Revise the lines from the one with "An instance is defined as any distinct occurrence of utility" to the one with "[89,271,118,283]", putting "electrical box" in place of "utility box" and leaving all else unchanged.

[Bounding box annotation entries]
********************

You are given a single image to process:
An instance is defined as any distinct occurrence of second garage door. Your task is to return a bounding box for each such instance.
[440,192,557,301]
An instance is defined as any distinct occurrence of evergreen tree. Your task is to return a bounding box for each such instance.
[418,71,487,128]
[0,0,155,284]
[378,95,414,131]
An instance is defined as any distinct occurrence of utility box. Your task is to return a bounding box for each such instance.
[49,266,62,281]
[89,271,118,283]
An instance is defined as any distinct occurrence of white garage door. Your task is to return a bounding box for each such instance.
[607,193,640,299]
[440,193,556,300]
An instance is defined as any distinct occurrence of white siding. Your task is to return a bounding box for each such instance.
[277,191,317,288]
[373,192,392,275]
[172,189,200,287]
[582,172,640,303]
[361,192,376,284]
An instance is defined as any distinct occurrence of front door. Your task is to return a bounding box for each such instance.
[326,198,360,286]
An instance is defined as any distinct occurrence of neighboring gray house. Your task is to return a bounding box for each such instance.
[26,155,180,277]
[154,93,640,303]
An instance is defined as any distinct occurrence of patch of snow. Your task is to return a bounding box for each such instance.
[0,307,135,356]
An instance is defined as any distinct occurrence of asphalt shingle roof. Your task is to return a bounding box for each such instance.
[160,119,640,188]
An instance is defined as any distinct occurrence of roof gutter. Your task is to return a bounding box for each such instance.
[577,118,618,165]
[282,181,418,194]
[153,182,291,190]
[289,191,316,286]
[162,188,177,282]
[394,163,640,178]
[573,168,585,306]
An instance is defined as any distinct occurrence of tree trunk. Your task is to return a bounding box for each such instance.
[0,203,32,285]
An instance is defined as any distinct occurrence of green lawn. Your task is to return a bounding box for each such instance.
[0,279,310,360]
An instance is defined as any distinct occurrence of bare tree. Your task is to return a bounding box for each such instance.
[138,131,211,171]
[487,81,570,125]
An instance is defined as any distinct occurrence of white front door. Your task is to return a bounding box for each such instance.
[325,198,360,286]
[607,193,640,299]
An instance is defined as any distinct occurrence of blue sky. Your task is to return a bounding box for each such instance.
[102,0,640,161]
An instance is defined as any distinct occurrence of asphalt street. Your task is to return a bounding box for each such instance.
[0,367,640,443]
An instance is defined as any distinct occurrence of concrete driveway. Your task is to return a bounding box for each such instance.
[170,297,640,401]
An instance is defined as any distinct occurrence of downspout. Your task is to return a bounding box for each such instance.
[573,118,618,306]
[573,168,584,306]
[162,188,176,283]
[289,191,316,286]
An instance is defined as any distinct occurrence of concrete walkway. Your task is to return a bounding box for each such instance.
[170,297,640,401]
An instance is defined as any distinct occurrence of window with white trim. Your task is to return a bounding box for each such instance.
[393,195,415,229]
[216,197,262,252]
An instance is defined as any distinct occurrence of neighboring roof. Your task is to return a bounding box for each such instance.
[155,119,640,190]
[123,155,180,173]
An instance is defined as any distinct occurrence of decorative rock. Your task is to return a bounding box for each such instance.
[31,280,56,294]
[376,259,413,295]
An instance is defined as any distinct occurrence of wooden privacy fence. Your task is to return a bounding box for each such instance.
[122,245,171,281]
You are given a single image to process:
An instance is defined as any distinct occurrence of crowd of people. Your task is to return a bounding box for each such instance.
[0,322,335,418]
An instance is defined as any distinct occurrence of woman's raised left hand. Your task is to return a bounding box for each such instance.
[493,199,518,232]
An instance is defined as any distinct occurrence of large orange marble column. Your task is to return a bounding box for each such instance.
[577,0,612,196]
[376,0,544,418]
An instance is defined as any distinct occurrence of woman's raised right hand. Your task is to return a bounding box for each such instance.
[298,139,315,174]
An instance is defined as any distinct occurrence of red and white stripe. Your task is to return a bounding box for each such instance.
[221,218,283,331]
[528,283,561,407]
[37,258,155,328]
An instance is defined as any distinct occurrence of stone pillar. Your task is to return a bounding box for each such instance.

********************

## [SOLUTION BELOW]
An instance is defined as any distinct occurrence of electrical box. Your task is to return a bounding box for each such instance.
[49,266,62,281]
[89,271,118,283]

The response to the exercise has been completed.